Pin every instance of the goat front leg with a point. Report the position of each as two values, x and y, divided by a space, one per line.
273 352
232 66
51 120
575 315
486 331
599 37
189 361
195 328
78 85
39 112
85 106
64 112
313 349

* * * * * * * * *

What is needed> Reproduce every one of the records above verbatim, line by line and in their original order.

Written answer>
Pin every instance of the goat front leg with a point. Report the position of each as two values, x and y, divided by a space, one per line.
273 352
232 66
51 120
575 315
486 331
599 37
189 361
195 328
78 85
39 112
85 106
64 112
313 349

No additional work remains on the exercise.